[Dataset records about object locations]
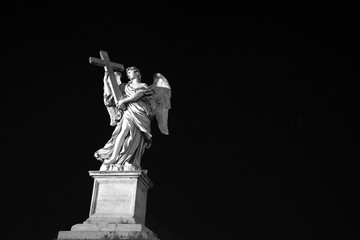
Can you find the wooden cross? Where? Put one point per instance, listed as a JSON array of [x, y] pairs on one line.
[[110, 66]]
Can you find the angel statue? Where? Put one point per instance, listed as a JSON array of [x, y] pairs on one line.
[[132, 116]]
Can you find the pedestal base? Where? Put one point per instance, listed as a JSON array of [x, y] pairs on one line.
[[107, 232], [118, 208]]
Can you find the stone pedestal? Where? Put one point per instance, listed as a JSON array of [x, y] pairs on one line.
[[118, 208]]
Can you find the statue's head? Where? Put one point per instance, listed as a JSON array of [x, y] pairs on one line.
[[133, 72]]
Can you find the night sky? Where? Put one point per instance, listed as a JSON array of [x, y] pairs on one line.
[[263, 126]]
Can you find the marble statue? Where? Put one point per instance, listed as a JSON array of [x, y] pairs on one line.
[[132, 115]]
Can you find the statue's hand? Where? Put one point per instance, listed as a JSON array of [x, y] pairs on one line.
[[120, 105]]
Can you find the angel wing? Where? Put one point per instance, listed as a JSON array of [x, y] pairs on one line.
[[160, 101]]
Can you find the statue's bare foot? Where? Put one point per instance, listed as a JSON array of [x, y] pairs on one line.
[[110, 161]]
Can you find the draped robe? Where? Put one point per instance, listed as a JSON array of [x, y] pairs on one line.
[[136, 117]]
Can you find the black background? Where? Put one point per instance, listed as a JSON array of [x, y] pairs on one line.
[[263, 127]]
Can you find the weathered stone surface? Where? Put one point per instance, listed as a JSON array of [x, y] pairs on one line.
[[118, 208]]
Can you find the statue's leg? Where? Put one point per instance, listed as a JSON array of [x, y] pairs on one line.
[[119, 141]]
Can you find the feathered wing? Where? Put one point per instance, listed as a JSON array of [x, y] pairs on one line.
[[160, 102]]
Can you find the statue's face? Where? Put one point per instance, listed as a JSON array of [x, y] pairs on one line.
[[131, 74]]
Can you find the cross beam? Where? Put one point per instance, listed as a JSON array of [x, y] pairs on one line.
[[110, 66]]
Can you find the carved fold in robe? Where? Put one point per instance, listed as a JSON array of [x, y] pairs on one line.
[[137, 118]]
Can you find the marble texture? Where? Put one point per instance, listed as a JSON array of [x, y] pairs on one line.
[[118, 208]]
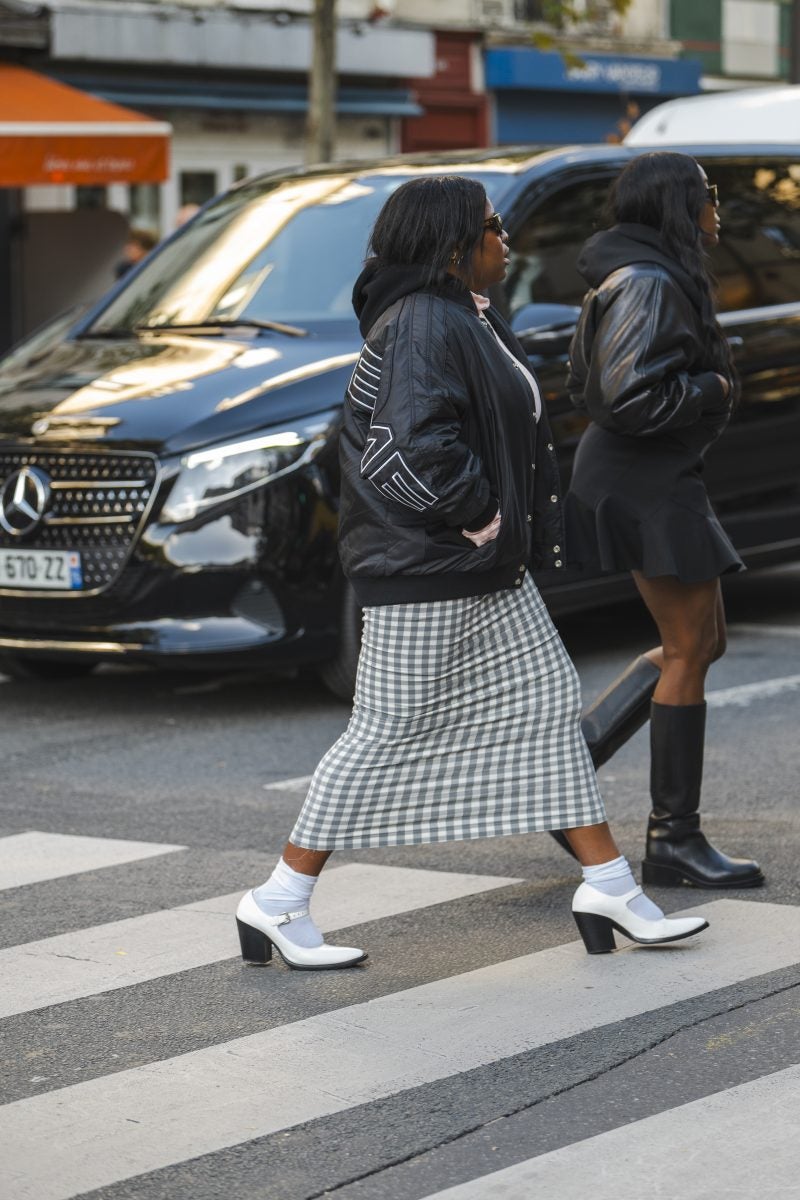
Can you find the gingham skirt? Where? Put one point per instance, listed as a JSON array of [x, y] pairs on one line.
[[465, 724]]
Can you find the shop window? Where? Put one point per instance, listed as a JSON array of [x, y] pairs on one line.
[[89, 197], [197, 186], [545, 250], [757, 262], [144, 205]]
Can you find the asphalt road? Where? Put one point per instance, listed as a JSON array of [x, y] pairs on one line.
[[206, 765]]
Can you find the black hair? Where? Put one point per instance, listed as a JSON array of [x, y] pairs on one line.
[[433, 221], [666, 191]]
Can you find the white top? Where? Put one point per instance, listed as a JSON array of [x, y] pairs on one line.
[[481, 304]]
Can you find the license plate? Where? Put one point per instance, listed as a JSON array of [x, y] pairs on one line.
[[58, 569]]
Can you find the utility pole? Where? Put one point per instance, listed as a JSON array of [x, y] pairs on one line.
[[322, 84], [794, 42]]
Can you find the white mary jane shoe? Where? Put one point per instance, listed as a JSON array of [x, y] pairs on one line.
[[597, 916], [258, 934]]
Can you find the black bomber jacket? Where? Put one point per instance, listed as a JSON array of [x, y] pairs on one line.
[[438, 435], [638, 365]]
--
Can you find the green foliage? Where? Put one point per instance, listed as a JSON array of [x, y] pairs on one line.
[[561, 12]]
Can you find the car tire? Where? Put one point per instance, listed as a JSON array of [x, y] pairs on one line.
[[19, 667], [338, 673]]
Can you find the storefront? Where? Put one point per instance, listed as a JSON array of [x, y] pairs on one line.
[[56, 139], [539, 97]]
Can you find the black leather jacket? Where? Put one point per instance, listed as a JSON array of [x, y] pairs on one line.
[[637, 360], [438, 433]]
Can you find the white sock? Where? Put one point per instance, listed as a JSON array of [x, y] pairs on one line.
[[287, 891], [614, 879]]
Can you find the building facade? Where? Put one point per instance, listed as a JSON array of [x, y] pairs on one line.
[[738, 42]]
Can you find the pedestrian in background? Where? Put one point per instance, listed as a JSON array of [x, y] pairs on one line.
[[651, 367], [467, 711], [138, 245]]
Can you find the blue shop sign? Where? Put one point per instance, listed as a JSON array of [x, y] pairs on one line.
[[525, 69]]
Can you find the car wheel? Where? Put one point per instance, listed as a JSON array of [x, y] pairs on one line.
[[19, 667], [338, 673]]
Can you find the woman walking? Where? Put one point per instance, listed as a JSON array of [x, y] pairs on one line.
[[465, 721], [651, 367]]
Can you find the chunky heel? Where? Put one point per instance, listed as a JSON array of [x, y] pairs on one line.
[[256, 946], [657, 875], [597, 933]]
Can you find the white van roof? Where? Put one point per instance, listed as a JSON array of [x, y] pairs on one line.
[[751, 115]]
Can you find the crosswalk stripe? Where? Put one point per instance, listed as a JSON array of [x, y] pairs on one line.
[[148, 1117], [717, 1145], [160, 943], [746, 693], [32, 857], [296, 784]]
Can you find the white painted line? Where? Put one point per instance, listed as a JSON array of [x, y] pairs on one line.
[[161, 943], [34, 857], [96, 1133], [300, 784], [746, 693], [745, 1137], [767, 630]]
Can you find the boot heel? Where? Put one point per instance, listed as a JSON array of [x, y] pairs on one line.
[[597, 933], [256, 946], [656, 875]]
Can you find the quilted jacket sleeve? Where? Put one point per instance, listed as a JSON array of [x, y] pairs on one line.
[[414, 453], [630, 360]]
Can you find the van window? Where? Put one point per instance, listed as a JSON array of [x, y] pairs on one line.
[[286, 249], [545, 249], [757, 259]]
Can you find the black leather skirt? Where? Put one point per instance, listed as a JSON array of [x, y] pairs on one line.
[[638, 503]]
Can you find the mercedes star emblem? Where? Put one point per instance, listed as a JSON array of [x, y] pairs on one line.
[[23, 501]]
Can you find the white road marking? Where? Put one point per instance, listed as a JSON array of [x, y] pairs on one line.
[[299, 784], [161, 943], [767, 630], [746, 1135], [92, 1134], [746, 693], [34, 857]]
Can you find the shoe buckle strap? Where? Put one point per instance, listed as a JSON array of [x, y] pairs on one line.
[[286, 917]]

EXERCISE OBJECTIVE:
Copy everything from the line containing "Can you find the pedestrian" down to the line containing "[[651, 367], [467, 711], [138, 245]]", both ends included, with the request text unchanged. Scale each x and y coordinate in the answers by 0.2, rounding to whole numbers with halves going up.

RESULT:
Can you find the pedestrian in background? Where? Put one point per instance, listed as a JSON array of [x, y] pairs on one line.
[[130, 73], [93, 142], [28, 49]]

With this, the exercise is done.